**PASSAGE FOR REVIEW:**

After a five-year planning process and dialogue with its neighbors, NYU’s proposals for new academic facilities at its Washington Square core were certified on Jan. 3 by the Department of City Planning. NYU Core is part of the University’s 20-year, city-wide strategic academic space plan, NYU 2031: NYU in NYC.
- Project Will Ensure that University’s Facilities Keep Pace with Academic Aims -
After a five-year planning process and dialogue with its neighbors, NYU’s proposals for new academic facilities at its Washington Square core were certified today by the Department of City Planning (DCP). NYU Core is part of the University’s 20-year, city-wide strategic academic space plan, NYU 2031: NYU in NYC, aiming to ensure that NYU’s academic capability is not undercut by its physical capacity.
Under the NYU Core plan, new academic space would allow NYU to expand on the University-owned ‘superblocks’ bordered by West 3rd Street, West Houston Street, Mercer Street and LaGuardia Place. NYU Core will add approximately 1.3 million square feet in four new buildings to include educational uses, faculty and student housing, a new athletic facility, a University-affiliated hotel, and neighborhood retail uses. Another 1.1 million square feet of academic and athletic space is planned below-grade. The project would create an estimated 18,200 construction jobs, as well as 2,600 long-term employment opportunities. NYU is one the largest private research universities in the United States, with over 55,000 students; and one of the largest employers in New York City, with over 16,000 employees.
The NYU Core plan will permit NYU to meet its space needs near its Washington Square core while staying within its existing footprint; it does not involve any “up-zoning” or request for development rights beyond those already existing for the blocks, it will not require the use of eminent domain, and it does not require displacement of any residential tenants. The goal of the NYU Core plan is three-fold:
1. To allow the University to meet the need for new academic space near existing facilities and on blocks already owned by NYU, thereby relieving the pressure to build and spread the Washington Square campus outward;
2. To take large blocks which were created under Urban Renewal in the 1950s, and weave them back into the urban landscape while making them accessible and welcoming to the broader community; and,
3. To create one cohesive plan that knits together public and private open space and creates over three acres of public, open, useable space for a range of activities including children’s playgrounds, dog runs, and quiet sitting areas for all ages.
NYU’s 2031 plans also acknowledge that not all of its future growth can be accommodated at its Washington Square campus and a full half of its projected growth is projected in other locations including along Manhattan’s Eastside health corridor (First Avenue in the 20s and 30s), in Downtown Brooklyn (where NYU has recently proposed the creation of an applied science institute), and possibly on Governors Island.
“Strong universities are important to the city’s economic future, and keeping them strong requires space for teaching, learning, and research,” said NYU Senior Vice President Lynne Brown. “The NYU Core plan calls for collaboration with stakeholders and the City in an effort to bring clarity of design and purpose to our University-owned superblocks. The certification of this project is the first of many steps towards reaching this goal and we’re looking forward to continuing this dialogue as we move through the ULURP process.”

**MATERIAL SUPPLIED:**
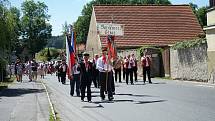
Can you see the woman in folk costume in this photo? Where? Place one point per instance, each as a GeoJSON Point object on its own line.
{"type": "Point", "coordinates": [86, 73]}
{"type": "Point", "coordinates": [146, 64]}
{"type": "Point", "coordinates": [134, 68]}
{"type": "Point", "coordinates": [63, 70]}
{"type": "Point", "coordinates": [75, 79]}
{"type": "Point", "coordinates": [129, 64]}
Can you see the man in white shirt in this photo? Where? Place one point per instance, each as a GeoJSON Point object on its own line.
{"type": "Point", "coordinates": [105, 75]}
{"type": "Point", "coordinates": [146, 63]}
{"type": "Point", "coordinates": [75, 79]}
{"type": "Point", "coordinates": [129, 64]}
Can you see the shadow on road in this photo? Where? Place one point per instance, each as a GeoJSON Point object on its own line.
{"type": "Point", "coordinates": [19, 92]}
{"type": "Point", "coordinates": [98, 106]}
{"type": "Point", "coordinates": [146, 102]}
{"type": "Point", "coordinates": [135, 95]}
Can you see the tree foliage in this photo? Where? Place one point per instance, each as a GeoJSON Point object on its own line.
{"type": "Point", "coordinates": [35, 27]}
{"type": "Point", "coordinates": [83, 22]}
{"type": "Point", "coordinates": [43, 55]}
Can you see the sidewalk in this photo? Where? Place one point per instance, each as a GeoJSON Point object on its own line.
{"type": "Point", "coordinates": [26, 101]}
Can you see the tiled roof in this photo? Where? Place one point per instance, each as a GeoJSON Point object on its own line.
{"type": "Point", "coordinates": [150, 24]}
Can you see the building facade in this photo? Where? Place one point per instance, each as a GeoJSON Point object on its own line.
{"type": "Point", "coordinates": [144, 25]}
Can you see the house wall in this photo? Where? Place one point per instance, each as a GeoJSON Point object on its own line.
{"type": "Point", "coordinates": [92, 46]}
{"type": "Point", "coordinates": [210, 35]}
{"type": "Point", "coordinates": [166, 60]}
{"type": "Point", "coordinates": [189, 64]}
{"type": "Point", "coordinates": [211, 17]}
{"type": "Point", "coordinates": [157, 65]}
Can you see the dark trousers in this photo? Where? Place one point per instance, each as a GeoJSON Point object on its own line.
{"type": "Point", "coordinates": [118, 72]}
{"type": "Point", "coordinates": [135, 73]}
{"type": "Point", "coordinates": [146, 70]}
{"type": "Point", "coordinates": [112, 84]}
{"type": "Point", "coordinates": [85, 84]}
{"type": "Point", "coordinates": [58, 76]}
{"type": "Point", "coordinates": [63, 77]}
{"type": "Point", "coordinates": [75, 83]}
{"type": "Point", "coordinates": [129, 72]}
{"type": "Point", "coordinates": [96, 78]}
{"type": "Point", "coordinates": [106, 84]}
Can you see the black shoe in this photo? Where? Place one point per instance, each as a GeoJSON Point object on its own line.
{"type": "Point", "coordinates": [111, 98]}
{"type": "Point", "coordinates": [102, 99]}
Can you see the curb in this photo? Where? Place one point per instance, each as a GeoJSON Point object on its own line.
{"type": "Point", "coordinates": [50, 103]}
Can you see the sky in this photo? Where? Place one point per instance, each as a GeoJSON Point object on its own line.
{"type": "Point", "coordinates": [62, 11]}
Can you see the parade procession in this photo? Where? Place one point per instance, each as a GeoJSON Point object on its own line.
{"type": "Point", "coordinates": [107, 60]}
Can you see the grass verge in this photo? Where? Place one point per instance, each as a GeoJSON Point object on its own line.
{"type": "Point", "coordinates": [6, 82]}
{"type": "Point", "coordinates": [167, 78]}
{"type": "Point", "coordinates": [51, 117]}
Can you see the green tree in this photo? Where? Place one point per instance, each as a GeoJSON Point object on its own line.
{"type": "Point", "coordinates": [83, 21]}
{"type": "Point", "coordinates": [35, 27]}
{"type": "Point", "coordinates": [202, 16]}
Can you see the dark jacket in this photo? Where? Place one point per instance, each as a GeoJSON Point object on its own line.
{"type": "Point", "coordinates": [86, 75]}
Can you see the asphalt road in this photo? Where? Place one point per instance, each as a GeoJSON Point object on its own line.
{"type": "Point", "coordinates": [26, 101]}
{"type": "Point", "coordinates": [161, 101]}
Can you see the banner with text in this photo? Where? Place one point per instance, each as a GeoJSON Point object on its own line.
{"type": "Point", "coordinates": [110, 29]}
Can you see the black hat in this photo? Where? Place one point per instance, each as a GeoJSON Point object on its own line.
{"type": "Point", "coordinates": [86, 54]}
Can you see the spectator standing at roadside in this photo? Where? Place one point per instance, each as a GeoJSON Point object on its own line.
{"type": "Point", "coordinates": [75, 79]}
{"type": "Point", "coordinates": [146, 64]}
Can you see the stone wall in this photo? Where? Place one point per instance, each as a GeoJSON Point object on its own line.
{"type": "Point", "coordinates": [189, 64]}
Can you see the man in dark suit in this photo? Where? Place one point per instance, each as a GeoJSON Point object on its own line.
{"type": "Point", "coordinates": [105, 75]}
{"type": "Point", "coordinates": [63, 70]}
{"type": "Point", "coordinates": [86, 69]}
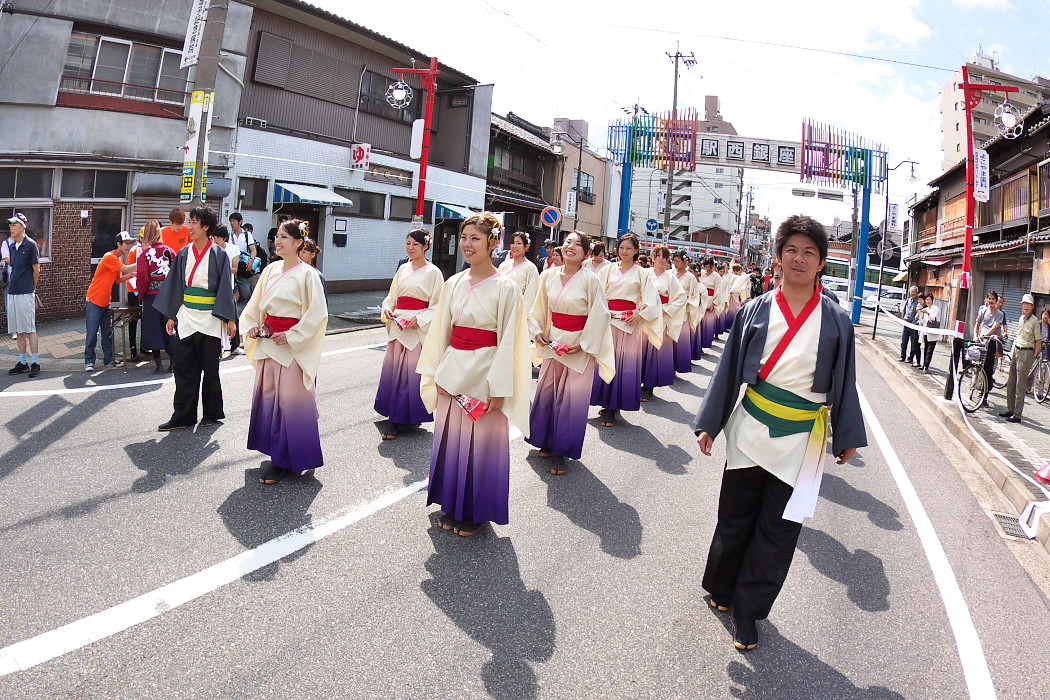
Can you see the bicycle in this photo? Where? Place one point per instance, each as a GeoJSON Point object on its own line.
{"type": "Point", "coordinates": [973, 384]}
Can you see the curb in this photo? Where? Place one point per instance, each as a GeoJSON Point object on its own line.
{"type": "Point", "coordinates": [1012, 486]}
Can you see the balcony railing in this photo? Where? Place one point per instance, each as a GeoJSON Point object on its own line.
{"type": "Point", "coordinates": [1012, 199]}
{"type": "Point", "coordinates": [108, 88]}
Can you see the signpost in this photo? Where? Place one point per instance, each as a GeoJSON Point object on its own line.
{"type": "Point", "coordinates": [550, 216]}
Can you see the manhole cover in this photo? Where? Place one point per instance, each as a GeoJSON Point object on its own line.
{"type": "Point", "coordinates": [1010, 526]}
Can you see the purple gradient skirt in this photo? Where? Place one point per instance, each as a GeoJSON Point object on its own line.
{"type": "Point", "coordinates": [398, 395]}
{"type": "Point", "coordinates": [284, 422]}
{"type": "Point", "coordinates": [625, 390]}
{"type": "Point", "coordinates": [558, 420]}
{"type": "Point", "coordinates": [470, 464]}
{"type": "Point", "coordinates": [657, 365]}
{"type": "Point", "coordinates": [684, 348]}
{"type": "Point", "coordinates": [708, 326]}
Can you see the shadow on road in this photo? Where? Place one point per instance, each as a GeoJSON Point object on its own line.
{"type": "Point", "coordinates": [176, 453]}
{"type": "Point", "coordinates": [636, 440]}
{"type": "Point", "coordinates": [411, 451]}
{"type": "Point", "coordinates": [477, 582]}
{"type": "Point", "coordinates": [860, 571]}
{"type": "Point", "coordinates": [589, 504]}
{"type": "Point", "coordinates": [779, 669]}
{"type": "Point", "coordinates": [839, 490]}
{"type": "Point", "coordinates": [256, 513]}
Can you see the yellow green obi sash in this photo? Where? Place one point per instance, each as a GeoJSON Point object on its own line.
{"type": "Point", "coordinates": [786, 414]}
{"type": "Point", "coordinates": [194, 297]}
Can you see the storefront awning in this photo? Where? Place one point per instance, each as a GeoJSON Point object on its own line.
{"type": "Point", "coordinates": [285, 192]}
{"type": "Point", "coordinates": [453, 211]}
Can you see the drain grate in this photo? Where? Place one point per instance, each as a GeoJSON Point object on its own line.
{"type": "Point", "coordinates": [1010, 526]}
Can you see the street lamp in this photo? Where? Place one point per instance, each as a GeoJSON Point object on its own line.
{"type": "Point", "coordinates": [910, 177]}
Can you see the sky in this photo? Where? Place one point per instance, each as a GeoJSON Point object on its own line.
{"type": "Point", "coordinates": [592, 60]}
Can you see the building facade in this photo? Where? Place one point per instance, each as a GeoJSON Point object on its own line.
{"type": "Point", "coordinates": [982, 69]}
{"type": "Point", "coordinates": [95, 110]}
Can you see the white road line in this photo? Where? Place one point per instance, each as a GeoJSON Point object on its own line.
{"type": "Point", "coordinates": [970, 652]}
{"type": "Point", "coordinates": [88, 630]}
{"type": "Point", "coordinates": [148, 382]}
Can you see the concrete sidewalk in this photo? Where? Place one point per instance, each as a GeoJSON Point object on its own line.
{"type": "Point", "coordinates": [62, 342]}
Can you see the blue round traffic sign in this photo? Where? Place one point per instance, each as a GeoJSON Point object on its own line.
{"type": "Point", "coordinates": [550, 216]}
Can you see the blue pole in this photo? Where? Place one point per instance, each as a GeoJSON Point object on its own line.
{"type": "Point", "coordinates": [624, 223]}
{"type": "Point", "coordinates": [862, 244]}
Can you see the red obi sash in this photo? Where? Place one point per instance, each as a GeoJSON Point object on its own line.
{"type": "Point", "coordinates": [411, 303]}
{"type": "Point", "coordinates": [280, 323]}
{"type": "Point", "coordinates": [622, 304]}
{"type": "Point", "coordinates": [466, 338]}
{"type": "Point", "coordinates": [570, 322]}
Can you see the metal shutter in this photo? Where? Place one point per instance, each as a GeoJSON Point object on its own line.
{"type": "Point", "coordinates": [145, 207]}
==
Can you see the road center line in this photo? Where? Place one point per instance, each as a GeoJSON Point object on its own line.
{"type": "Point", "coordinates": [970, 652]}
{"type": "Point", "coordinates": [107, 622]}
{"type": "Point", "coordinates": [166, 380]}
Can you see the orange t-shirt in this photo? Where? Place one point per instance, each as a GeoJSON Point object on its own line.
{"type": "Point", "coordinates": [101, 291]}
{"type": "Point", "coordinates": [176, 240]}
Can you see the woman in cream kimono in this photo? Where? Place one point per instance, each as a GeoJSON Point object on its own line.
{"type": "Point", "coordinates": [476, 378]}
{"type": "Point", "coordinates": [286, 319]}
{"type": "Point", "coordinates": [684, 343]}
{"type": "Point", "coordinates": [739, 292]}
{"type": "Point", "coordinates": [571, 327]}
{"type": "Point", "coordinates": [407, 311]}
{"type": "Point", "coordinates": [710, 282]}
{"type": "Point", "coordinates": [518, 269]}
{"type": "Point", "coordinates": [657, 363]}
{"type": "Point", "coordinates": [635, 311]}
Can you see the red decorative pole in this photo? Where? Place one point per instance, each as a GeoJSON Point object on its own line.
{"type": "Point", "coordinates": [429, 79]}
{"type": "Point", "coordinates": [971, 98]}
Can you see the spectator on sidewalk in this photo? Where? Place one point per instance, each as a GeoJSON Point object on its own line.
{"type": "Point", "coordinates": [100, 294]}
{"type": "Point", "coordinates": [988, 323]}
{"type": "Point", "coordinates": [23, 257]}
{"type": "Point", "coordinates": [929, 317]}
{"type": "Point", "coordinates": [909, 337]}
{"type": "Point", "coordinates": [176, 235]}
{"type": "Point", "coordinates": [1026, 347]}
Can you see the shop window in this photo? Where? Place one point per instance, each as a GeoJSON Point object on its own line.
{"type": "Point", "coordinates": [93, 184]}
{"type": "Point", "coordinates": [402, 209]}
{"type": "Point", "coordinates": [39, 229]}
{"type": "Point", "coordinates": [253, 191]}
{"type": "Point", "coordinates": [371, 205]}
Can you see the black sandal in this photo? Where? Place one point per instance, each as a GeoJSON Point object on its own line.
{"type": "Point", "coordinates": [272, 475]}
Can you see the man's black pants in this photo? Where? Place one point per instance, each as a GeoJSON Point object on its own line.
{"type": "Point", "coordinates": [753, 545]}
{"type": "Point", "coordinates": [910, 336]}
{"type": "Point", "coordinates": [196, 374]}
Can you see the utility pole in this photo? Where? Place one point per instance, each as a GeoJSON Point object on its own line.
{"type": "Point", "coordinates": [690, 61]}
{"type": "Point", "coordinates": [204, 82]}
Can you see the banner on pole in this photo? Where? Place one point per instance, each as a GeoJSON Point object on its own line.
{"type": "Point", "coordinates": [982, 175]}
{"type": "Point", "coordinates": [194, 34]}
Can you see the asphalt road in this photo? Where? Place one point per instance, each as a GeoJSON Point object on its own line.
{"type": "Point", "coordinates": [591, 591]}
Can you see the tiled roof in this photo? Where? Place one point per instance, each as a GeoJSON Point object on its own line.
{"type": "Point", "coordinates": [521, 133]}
* * *
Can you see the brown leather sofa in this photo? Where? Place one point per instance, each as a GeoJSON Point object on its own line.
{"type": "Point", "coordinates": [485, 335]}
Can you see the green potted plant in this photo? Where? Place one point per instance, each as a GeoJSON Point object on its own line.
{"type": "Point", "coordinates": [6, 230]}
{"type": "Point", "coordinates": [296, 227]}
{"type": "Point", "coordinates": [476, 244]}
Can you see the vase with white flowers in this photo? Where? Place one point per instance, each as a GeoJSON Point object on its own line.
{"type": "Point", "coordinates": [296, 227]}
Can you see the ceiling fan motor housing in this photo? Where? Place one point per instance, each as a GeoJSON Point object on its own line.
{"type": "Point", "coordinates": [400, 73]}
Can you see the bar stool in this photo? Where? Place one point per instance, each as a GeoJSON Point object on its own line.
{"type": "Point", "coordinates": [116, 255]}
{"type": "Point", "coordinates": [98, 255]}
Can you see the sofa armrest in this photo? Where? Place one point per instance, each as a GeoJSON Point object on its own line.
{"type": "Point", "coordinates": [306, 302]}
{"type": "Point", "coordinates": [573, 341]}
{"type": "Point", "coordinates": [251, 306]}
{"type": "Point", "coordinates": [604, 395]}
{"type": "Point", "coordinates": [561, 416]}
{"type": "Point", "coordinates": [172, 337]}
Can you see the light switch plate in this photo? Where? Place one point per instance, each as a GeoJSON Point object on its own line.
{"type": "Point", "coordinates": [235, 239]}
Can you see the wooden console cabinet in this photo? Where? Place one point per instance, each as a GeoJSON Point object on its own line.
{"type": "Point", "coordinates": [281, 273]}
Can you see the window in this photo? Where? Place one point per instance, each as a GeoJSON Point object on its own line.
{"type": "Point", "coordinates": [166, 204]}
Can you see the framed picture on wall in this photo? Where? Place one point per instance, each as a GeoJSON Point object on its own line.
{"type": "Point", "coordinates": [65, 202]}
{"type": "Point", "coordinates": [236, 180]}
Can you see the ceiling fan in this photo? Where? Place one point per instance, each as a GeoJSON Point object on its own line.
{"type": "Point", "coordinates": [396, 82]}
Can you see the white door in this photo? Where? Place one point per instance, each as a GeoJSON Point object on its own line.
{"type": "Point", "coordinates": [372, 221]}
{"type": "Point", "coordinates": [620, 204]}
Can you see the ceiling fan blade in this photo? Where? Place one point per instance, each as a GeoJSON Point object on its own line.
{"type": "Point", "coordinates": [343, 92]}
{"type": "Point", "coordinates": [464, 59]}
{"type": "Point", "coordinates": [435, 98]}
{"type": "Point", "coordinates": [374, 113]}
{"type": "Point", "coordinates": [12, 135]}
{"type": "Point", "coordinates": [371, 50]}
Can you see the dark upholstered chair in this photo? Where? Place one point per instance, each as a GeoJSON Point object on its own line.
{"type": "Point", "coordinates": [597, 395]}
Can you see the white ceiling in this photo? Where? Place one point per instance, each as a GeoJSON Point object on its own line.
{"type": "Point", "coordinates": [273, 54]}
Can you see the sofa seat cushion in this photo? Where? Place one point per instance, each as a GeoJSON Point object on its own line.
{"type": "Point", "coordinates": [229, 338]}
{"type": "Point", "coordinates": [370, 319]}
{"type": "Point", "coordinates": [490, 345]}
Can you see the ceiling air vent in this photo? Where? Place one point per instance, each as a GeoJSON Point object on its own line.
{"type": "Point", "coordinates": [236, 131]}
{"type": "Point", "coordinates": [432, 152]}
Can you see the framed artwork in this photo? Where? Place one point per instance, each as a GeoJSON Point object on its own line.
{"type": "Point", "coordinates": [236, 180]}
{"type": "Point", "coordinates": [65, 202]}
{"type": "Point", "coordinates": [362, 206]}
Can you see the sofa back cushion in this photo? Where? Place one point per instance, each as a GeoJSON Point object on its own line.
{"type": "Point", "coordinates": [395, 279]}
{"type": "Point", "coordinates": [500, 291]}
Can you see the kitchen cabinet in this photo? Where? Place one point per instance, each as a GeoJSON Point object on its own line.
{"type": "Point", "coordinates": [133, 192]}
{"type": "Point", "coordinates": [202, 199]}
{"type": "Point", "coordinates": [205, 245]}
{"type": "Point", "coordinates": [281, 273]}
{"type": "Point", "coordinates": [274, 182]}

**WHAT YOU WILL DO:**
A. Name the streets that the NYU Core announcement gives as the borders of the University-owned superblocks.
B. Quote the part of the NYU Core announcement that opens with the words containing "- Project Will" and closes with "its physical capacity.".

**SOLVED PROBLEMS:**
A. West 3rd Street, West Houston Street, Mercer Street, LaGuardia Place

B.
- Project Will Ensure that University’s Facilities Keep Pace with Academic Aims -
After a five-year planning process and dialogue with its neighbors, NYU’s proposals for new academic facilities at its Washington Square core were certified today by the Department of City Planning (DCP). NYU Core is part of the University’s 20-year, city-wide strategic academic space plan, NYU 2031: NYU in NYC, aiming to ensure that NYU’s academic capability is not undercut by its physical capacity.